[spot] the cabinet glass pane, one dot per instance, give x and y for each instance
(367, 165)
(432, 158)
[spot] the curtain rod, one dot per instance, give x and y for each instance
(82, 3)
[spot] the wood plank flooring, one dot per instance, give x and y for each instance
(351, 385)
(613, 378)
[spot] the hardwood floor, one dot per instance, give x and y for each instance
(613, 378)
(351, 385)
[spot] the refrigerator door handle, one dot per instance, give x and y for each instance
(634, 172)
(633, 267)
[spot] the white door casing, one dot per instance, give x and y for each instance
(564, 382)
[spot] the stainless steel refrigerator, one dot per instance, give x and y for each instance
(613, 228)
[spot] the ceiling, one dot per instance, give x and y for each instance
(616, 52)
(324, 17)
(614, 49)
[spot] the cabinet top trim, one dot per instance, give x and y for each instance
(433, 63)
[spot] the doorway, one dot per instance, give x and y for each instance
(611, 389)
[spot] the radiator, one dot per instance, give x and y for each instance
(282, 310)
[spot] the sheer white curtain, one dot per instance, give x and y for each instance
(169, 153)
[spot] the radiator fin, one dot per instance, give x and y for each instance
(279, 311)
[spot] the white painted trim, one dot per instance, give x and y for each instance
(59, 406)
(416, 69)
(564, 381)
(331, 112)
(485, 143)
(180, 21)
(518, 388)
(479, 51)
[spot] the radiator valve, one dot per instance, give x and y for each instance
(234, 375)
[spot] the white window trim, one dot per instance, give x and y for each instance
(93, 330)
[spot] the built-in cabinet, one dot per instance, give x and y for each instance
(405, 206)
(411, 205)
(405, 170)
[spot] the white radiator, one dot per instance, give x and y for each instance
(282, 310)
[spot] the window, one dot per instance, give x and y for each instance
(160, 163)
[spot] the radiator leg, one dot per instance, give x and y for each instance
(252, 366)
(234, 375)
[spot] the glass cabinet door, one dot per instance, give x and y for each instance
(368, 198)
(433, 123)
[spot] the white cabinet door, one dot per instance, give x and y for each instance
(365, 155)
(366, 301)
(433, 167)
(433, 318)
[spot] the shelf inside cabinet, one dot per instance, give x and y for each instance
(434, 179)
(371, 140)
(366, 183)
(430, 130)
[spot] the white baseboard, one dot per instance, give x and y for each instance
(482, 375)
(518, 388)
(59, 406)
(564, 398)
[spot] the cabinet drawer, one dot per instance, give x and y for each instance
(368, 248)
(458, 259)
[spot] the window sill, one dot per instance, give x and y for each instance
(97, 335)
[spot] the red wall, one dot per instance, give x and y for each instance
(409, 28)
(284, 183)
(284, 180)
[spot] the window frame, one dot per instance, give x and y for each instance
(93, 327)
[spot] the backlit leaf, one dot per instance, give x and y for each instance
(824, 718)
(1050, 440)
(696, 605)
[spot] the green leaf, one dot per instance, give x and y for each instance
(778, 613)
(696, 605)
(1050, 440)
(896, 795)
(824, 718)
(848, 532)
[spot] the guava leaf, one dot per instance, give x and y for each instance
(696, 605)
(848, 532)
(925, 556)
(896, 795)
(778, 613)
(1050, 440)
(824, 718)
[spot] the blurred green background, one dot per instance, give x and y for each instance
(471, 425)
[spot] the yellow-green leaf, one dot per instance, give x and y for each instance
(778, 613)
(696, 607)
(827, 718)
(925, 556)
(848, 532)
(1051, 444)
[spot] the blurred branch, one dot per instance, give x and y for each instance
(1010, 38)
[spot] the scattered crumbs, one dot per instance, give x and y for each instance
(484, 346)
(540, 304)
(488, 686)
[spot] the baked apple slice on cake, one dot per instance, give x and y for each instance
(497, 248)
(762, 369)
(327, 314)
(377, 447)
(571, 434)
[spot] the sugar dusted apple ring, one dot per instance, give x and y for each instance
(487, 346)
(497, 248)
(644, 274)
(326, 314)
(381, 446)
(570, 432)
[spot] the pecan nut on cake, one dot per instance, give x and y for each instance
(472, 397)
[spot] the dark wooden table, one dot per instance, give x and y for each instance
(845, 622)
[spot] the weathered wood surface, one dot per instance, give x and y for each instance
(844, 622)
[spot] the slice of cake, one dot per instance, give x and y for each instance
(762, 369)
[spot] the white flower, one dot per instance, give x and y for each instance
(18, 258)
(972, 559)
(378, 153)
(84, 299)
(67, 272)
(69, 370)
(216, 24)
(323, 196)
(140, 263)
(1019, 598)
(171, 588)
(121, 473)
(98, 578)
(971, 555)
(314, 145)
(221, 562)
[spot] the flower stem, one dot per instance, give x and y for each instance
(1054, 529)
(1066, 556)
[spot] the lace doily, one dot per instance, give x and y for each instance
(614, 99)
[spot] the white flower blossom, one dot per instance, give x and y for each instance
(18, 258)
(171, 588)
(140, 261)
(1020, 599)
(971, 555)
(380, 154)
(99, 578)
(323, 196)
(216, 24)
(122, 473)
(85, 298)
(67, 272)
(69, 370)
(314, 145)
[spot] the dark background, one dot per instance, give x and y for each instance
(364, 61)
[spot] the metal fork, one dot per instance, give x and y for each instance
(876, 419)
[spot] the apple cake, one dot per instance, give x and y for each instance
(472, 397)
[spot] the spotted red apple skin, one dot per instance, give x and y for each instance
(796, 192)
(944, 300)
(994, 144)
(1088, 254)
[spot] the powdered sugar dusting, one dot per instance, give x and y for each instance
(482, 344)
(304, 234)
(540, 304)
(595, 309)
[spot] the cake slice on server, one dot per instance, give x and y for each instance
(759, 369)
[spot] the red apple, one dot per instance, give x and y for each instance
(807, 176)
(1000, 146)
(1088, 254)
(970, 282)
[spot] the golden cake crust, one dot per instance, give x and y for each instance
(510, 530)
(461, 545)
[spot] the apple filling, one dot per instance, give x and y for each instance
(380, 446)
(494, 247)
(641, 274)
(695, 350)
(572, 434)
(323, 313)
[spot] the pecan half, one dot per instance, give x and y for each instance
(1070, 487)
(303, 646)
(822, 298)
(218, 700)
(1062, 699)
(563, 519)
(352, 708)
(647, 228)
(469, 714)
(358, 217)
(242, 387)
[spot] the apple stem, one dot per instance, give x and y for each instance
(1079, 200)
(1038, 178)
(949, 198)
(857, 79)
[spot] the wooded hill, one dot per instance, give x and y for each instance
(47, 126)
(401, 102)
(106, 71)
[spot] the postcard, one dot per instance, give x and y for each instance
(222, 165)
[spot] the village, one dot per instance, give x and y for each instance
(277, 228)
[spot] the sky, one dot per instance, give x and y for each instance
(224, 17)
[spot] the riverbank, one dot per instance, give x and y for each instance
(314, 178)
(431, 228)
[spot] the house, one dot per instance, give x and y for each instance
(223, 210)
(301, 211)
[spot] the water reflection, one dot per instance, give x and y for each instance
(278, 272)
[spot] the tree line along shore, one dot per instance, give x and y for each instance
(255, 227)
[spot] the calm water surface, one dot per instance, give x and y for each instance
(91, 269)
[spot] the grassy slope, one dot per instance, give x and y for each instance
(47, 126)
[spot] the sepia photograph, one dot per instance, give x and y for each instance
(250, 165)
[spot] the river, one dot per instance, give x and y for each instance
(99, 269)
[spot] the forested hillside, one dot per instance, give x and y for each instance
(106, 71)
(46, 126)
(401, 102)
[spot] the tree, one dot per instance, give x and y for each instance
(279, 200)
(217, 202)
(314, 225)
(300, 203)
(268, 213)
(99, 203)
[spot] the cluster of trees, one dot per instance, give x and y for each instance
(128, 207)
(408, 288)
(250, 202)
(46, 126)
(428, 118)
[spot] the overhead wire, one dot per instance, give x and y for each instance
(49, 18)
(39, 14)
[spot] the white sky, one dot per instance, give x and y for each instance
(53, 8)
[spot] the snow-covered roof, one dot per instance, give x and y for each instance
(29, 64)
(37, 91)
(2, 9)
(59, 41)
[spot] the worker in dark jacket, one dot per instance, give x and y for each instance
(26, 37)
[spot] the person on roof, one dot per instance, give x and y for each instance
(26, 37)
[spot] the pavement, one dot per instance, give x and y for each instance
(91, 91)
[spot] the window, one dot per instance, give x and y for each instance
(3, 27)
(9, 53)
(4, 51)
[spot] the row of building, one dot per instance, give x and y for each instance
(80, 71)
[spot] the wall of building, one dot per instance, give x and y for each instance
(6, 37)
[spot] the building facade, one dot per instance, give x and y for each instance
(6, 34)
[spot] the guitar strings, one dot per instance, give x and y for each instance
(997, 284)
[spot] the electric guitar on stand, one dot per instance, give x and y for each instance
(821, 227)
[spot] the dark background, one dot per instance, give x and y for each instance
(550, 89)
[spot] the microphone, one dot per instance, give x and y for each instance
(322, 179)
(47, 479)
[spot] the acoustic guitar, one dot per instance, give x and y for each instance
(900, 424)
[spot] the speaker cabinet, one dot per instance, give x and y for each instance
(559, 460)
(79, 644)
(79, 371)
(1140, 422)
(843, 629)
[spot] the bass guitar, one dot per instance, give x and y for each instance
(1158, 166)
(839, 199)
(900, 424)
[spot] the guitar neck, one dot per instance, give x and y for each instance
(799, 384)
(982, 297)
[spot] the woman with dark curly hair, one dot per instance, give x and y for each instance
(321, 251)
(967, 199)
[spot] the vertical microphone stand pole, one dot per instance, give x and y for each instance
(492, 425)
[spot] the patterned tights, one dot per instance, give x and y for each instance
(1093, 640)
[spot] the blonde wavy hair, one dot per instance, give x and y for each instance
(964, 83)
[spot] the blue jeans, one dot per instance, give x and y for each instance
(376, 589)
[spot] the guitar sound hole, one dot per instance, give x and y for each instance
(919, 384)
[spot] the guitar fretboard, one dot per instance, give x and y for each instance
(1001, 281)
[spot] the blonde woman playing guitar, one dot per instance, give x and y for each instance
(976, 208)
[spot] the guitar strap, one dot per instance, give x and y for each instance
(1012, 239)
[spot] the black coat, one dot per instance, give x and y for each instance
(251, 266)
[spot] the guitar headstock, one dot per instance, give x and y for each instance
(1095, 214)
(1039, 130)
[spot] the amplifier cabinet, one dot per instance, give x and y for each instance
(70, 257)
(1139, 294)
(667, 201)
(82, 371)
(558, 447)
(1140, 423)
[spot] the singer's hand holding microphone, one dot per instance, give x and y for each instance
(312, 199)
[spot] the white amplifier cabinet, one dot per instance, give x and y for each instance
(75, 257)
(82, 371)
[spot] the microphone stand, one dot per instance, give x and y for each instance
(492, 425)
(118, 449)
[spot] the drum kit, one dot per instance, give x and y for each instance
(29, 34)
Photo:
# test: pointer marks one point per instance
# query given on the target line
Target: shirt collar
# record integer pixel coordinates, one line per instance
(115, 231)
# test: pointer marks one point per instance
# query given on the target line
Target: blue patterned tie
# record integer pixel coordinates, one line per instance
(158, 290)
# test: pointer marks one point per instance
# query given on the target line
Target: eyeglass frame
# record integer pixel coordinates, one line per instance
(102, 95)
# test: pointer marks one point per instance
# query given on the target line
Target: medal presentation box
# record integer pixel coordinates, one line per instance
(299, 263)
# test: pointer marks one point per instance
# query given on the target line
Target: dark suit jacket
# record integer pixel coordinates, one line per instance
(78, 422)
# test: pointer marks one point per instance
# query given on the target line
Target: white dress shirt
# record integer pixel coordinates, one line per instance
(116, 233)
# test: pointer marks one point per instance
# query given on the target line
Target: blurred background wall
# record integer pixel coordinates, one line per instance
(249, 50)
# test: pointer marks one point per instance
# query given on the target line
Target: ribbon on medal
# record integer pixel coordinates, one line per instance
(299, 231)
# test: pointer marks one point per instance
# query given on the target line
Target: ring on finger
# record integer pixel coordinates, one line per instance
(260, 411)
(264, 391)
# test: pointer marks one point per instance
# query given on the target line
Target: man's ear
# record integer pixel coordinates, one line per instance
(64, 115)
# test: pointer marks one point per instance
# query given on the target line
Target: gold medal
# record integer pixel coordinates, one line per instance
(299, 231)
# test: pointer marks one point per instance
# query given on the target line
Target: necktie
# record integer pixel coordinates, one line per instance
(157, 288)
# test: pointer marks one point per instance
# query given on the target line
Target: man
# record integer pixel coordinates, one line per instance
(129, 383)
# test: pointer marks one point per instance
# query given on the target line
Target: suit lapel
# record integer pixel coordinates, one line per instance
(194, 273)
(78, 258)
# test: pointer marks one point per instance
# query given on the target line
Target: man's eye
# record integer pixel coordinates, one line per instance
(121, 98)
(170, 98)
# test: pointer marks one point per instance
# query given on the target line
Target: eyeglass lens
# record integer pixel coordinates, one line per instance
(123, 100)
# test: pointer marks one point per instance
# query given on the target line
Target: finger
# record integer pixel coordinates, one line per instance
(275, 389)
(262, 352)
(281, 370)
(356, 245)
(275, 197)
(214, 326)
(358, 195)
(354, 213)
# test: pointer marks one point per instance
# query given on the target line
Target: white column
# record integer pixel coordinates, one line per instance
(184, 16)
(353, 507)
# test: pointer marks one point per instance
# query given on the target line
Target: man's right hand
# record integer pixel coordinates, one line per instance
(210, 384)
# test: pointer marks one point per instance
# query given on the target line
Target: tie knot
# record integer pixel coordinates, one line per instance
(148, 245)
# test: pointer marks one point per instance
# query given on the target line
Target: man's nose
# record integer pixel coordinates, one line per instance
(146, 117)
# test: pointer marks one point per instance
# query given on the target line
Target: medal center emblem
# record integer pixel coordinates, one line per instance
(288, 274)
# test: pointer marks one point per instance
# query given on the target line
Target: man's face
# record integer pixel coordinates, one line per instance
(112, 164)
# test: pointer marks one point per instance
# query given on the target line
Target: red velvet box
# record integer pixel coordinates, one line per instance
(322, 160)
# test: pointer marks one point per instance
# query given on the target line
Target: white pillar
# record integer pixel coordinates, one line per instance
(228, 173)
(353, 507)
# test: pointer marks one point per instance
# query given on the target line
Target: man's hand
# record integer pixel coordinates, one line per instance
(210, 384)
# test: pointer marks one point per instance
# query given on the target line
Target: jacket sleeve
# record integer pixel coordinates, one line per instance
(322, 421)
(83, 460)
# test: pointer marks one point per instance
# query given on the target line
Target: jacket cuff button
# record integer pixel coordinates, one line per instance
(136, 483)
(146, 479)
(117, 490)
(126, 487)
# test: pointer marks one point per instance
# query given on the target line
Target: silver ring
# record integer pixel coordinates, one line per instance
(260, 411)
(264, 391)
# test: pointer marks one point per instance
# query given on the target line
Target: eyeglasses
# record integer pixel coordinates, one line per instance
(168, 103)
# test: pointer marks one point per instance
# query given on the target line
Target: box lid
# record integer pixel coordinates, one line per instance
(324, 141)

_ _ _

Problem statement
In the listing above, count each line that holds the word "shirt" and report the number alone.

Response area
2